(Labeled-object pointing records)
_ _ _ _ _ _ _

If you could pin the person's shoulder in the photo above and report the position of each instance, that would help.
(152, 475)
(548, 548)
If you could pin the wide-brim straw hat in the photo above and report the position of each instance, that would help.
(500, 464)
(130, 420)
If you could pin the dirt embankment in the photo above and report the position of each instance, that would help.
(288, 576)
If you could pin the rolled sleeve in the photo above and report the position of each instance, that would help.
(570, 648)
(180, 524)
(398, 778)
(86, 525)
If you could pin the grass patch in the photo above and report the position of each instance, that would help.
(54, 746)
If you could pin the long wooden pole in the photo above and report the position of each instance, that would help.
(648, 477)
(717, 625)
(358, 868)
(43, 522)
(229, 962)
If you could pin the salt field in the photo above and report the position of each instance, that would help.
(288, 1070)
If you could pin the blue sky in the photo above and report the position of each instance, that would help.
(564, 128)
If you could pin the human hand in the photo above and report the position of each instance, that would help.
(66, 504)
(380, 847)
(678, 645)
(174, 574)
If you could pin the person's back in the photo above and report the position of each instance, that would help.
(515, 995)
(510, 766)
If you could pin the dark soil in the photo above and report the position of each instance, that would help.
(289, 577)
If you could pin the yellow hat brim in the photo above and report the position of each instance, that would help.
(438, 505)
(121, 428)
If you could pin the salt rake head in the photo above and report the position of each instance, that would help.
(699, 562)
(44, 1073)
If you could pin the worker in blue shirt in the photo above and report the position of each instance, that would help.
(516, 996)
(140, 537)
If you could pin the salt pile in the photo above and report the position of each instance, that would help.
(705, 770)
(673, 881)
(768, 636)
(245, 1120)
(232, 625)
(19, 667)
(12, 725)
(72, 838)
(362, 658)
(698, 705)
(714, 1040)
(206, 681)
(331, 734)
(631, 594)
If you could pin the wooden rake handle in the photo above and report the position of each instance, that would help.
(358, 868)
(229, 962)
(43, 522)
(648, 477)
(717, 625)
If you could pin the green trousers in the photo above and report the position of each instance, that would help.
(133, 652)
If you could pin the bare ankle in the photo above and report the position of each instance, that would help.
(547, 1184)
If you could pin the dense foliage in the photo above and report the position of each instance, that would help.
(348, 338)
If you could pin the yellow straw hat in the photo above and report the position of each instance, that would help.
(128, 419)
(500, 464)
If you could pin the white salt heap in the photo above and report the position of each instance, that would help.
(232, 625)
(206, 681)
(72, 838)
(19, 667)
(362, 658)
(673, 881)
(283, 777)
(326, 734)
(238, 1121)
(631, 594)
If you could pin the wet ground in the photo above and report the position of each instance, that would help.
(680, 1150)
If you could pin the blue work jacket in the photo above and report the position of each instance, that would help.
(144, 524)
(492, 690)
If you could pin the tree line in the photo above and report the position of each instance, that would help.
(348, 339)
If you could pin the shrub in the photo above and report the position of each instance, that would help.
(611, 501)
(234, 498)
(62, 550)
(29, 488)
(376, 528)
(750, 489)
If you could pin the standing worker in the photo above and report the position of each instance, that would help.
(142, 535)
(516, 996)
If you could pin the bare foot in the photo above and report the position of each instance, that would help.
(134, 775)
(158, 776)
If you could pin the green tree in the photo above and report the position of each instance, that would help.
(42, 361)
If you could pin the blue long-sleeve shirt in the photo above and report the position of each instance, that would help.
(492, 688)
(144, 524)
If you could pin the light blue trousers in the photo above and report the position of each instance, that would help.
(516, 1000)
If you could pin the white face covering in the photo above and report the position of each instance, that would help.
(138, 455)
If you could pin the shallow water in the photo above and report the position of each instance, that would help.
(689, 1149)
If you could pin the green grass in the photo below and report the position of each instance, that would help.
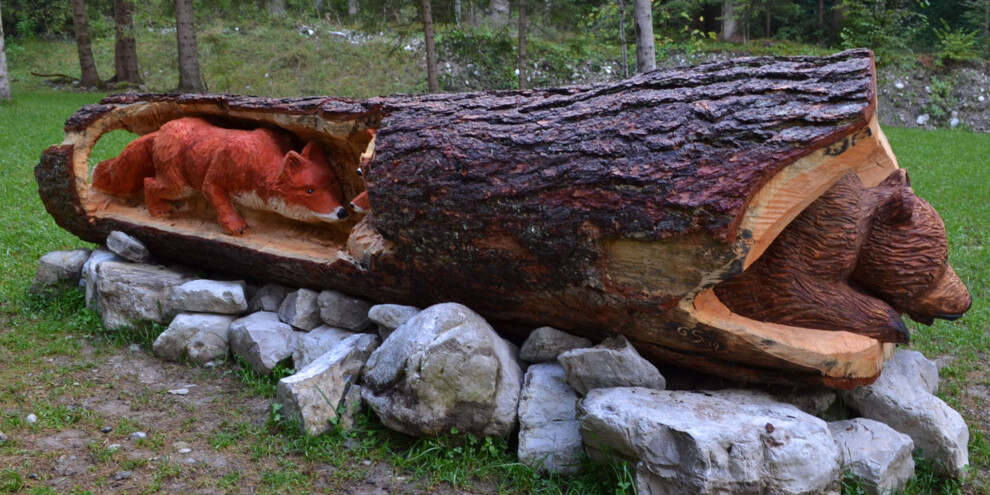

_ _ _ _ _ _ _

DO THIS - Lay out every one of the records above as a numbered list, skipping blank lines and omitting the pictures.

COMPLETED EXERCISE -
1. If you could pin the person's shoulder in the photo above and report the position of each instance, that would help.
2. (152, 475)
3. (548, 548)
4. If you could pin the wide-brim straw hat in the photo above and report the position of each instance, that would help.
5. (500, 464)
6. (130, 420)
7. If you could pin the dirt embankment in the photo above and report the position of each instance, that would help.
8. (288, 576)
9. If you could pin the rolled sleeve in the photo above and report the position of each instance, that would help.
10. (570, 648)
11. (180, 524)
12. (398, 778)
13. (86, 525)
14. If you could pin the grass patch in the photo above and report the position of each instance, that would help.
15. (54, 746)
16. If you could pin the long wooden pole in the photo above and report the position of each instance, that would help.
17. (648, 477)
18. (717, 625)
19. (358, 868)
20. (43, 522)
21. (229, 962)
22. If you could pin the salt field in the photo above and report the position of each instance, that would help.
23. (288, 1070)
24. If you could pin the blue sky in the photo above and report the position of each instance, that would help.
25. (564, 128)
26. If you could pin the human hand in the photo above and report the position of each instance, that would help.
27. (66, 504)
28. (380, 847)
29. (678, 645)
30. (174, 574)
31. If you could pin the person's back in the photo above and report the position of each instance, that would help.
32. (515, 995)
33. (510, 766)
34. If you could pin the dark soil in the photo above and report the position of each instance, that would help.
35. (289, 577)
36. If you could pin the yellow hat brim in the photo above and report the position of each instance, that would help.
37. (438, 505)
38. (121, 428)
39. If you could pin the salt rake head in the photo above and report the position of each instance, that would help.
40. (699, 562)
41. (44, 1073)
42. If you could pin the worker in blue shirt in the photo above and report the position of each instance, that would help.
43. (516, 996)
44. (140, 537)
45. If you could pin the salt pile in the photo above and report the position of each instance, that would help.
46. (705, 770)
47. (673, 881)
48. (768, 636)
49. (245, 1120)
50. (232, 625)
51. (19, 667)
52. (12, 725)
53. (72, 838)
54. (362, 658)
55. (698, 705)
56. (714, 1040)
57. (206, 681)
58. (331, 734)
59. (631, 594)
60. If you could pin the wooden rake handle in the photo above and report the position of each instance, that would help.
61. (358, 868)
62. (229, 962)
63. (43, 522)
64. (648, 477)
65. (717, 625)
66. If you could pin the green trousers in the photo above and report the position of each instance, that would help.
67. (133, 652)
68. If you could pin the bare ankle in the photo above and report the position of each instance, that would help.
69. (547, 1184)
70. If you could pin the dense foliage in the photo above and report the position of each instance, that would help.
71. (348, 338)
72. If you could pin the yellow straw hat in the photo above and report the position of each instance, that would help.
73. (128, 419)
74. (500, 464)
75. If you could pin the white salt heap in the photo above and report the position of each instance, that would help.
76. (232, 625)
77. (206, 681)
78. (72, 838)
79. (19, 667)
80. (362, 658)
81. (673, 881)
82. (283, 777)
83. (326, 734)
84. (238, 1121)
85. (631, 594)
86. If you could pin the wet ground in the photo above and report the position of each instance, that would help.
87. (680, 1150)
88. If you could pin the blue work jacket in the photo above and report the position of each instance, that would help.
89. (144, 524)
90. (492, 690)
91. If you could pin the tree line in the photo above and report the position of each instance, that would help.
92. (348, 339)
93. If you could pin the shrub in the photo above and report the position of each instance, that would help.
94. (611, 501)
95. (234, 498)
96. (62, 550)
97. (29, 488)
98. (376, 528)
99. (750, 489)
100. If you could pin the standing worker in the photo above and report the position of each instance, that would help.
101. (142, 535)
102. (516, 996)
103. If you could pin the bare foot in the photo above and report the position of each instance, that would help.
104. (134, 775)
105. (158, 776)
106. If you could pin the green tree in the photo above and report the position of each instance, that would help.
107. (42, 361)
108. If you could pin the blue long-sleeve shirt in the photo above and report the position of each instance, that would help.
109. (492, 688)
110. (144, 524)
111. If you could pin the light blue trousers in the photo above and report the position of each instance, that would help.
112. (516, 1000)
113. If you could pin the white face covering in the photo above and report the position of each instance, that would help.
114. (138, 455)
115. If you could pin the shallow water in the photo above and report the position of each instance, that would help.
116. (689, 1149)
117. If you could pin the green grass in the photo below and report the position of each instance, that would help.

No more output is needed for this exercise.